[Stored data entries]
..........

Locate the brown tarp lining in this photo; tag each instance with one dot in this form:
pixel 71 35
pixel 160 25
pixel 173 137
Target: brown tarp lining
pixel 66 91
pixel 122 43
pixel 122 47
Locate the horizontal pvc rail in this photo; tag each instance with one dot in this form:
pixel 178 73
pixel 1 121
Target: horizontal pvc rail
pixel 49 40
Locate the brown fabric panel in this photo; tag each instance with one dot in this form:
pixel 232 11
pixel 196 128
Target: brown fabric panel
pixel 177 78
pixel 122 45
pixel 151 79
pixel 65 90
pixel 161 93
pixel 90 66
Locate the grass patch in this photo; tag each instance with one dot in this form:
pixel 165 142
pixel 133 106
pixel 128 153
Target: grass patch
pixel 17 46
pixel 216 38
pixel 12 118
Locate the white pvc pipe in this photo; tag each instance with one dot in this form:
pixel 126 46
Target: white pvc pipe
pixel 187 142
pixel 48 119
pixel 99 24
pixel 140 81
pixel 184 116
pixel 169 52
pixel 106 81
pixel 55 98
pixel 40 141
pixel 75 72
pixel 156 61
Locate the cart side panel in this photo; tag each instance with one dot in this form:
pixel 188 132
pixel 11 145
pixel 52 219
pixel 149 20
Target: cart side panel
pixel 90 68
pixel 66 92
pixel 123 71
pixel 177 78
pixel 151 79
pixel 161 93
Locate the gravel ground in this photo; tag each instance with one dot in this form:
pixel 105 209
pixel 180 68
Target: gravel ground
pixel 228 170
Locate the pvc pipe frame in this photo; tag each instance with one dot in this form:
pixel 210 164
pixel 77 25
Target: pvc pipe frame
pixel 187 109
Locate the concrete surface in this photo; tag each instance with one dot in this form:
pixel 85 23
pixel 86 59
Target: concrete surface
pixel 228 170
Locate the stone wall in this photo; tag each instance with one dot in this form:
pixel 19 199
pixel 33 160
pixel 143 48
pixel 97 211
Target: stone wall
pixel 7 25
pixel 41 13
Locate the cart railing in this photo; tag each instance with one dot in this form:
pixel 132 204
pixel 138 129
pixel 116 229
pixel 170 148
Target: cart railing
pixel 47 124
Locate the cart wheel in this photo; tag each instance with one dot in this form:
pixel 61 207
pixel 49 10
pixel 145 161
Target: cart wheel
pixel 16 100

..........

EXERCISE OBJECTIVE:
Every entry must be set down again exactly as it reads.

RESULT BELOW:
Locate the brown tarp lining in this photo; tag each instance with one dot in this form:
pixel 71 35
pixel 160 25
pixel 173 137
Target: brown tarp lining
pixel 66 91
pixel 122 43
pixel 122 47
Locate the horizontal pvc rail in this photo; tag each instance with one dot in this form:
pixel 178 73
pixel 1 121
Target: horizontal pvc rail
pixel 49 40
Locate the brown fabric panel in this photo; tag each instance with one dot in this form:
pixel 232 11
pixel 196 128
Target: brown fabric panel
pixel 177 78
pixel 122 45
pixel 151 79
pixel 65 90
pixel 161 93
pixel 90 66
Locate the grass patch in this photo; tag each instance with one dot in this form:
pixel 165 142
pixel 133 106
pixel 128 153
Target: grass patch
pixel 17 46
pixel 216 38
pixel 12 118
Locate the white pvc pipe in this photo; tag each instance with one dot in this form:
pixel 126 46
Target: white pvc pipe
pixel 187 142
pixel 48 119
pixel 99 24
pixel 140 81
pixel 184 116
pixel 169 52
pixel 106 81
pixel 55 98
pixel 40 141
pixel 75 72
pixel 156 61
Locate the cart side panel in this photo; tag each instance with one dot in this form:
pixel 188 132
pixel 11 145
pixel 52 219
pixel 149 20
Target: cart side panel
pixel 90 68
pixel 66 92
pixel 123 71
pixel 177 78
pixel 151 79
pixel 161 93
Locate the gravel ground in this photo; tag each instance with one dot in this form:
pixel 105 209
pixel 180 68
Target: gravel ground
pixel 228 170
Locate the pvc pipe frame in this photo; tag each instance with one dot in this form:
pixel 210 164
pixel 77 25
Target: pvc pipe frame
pixel 187 109
Locate the concrete surface in this photo; tag each instance with one dot in this form:
pixel 85 23
pixel 86 59
Target: concrete surface
pixel 228 170
Locate the stone wall in this photo; tag each instance with one dot in this form:
pixel 19 199
pixel 33 160
pixel 143 48
pixel 97 211
Target: stone wall
pixel 7 25
pixel 41 13
Locate the cart railing in this photo; tag each instance with one dot in this form:
pixel 132 204
pixel 138 129
pixel 116 229
pixel 170 148
Target: cart railing
pixel 47 124
Locate the cart wheel in this photo; tag each instance with one dot in this form:
pixel 61 207
pixel 49 10
pixel 145 161
Target: cart wheel
pixel 16 100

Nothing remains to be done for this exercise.